= Work to do =
Copy the lines below word for word, but leave out the pictures.

* Start Data for processing *

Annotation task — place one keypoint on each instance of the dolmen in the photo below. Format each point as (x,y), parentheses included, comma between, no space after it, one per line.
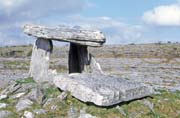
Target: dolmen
(85,79)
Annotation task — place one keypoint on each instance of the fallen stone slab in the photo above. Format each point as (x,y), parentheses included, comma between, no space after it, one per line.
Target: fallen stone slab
(100,89)
(67,34)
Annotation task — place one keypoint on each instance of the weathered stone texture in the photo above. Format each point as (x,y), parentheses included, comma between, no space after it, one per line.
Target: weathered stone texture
(39,67)
(74,35)
(101,89)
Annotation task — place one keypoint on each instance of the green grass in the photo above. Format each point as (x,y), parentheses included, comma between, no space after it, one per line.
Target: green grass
(166,105)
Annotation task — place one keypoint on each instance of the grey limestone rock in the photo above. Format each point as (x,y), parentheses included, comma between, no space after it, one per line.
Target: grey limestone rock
(39,66)
(83,114)
(36,95)
(101,89)
(67,34)
(5,114)
(3,105)
(28,114)
(23,104)
(39,111)
(2,97)
(73,112)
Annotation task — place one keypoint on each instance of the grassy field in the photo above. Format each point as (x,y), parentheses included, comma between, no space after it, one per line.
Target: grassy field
(154,60)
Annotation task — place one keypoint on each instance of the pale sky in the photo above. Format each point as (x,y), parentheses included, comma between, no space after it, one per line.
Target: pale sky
(122,21)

* End Data for processing *

= Task result =
Annotation task — place one keypoint on each instance of the dolmen in the photo below. Format each point as (x,y), parentheses included, comma between, no space after it, one per line.
Target: dolmen
(85,79)
Annotation task — place one keypoint on each instance of the fallen stone slab in the photo above. Format each point as (x,y), parentheses included, comma between, no space after it, one per line.
Target: fallen stone slab
(100,89)
(67,34)
Annotation task — place one keypoint on each instance of the weathered stone texture in the photo above. Format each point as (x,y), parentheses included, comma between, no space after it, one per line.
Target: weathered stone texture
(39,67)
(74,35)
(101,89)
Annotation task — place one keypoint on each instance of the green grass in the photo above. Format each point as (x,y), parentheses included, comma between, no space after it, one per line.
Target: green grass
(166,105)
Annotation task — place one keypoint on each instance of the grey limestone rock in the photo above. Format each point as (x,y), parentheses included, comma between, no space after it, one per line.
Target: grey limestone rock
(39,66)
(83,114)
(36,95)
(101,89)
(67,34)
(5,114)
(3,105)
(28,114)
(23,104)
(39,111)
(2,97)
(73,112)
Annotation task — place one keypoint on each instance of the grassy field in the photo above. Format each point as (x,y), parentheses included, comma between, no space after it, one per line.
Target: grassy field
(154,60)
Annotation task — place one keypoint on each instance of the pale sky in the photo above. Format each point as (x,y), parentheses included, comma between, no space after it, one per line.
Target: pale sky
(122,21)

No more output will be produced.